[start Text block]

Monday, May. 21, 1956

Who's the Genius?

Well aware that every passing poll and primary attests to Dwight Eisenhower's extraordinary popularity with the voters, reporters at the President's press conference last week were fascinated by his unorthodox reaction to it all. Said the National Broadcasting Co.'s Ray Scherer: "You have generally said that you find yourself amazed that people would take the trouble to vote for you. I wonder if I could presume to ask why you find that such a phenomenon?"

"Well," replied Ike, "suppose they voted for you. Would you be astonished?" Scherer, who obviously was, gasped: "I certainly would." Then Ike took the opportunity to express a bit of homely political philosophy. In the U.S. "we are raised in the tradition of no supermen and no indispensable men, and therefore if you do retain some of the humility and modesty with which you hope you were born, why I believe that when [someone] comes along and says. 'I believe you are doing a pretty fair job as President of the U.S.,' you would be rather astonished."

Sound Instincts. The fact was that many a correspondent in Ike's audience was astonished, not so much by the President's popularity as by the realization that Ike, never a politico, had revealed himself as a man of sound politician's instincts. His veto of the ill-smelling natural gas bill last February and of the farm bill, his utter frankness about his health, and last week his swift appointment of the Senate's most distinguished Democrat, Georgia's retiring Walter George, to a NATO ambassadorship (see below) --all these have turned resoundingly to his political account.

Who. asked Columnist Stewart Alsop this week, as he ticked off Ike's recent political coups, is "the new genius in the White House?" Alsop's answer: "None other than Dwight D. Eisenhower."

[end Text block]
[start Extracted data]

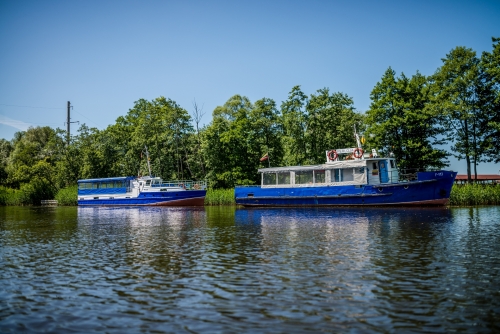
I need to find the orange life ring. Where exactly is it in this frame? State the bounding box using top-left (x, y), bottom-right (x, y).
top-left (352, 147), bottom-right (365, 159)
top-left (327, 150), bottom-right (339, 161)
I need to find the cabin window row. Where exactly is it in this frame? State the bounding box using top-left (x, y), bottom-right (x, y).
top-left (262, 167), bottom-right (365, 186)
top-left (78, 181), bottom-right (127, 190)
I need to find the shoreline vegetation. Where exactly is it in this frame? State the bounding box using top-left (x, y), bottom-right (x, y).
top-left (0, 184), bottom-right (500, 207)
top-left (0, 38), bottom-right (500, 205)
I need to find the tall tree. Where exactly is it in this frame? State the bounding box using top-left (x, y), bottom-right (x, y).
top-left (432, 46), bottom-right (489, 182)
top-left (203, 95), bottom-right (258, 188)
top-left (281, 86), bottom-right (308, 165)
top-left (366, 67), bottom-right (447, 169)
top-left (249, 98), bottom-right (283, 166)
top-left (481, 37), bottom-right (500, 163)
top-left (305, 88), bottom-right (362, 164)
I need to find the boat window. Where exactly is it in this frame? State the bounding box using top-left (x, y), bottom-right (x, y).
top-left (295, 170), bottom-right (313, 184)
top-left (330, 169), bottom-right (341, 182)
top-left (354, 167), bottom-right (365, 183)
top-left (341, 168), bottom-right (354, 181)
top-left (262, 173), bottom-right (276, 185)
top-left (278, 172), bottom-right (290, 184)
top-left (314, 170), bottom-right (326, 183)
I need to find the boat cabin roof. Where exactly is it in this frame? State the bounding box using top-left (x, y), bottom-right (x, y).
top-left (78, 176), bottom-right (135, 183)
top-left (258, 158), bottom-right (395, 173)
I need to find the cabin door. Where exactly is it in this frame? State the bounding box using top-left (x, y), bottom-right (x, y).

[end Extracted data]

## Exercise brief
Please copy the passage of the Eisenhower article between "Sound Instincts. The" and "his political account.", inclusive.

## Reply
Sound Instincts. The fact was that many a correspondent in Ike's audience was astonished, not so much by the President's popularity as by the realization that Ike, never a politico, had revealed himself as a man of sound politician's instincts. His veto of the ill-smelling natural gas bill last February and of the farm bill, his utter frankness about his health, and last week his swift appointment of the Senate's most distinguished Democrat, Georgia's retiring Walter George, to a NATO ambassadorship (see below) --all these have turned resoundingly to his political account.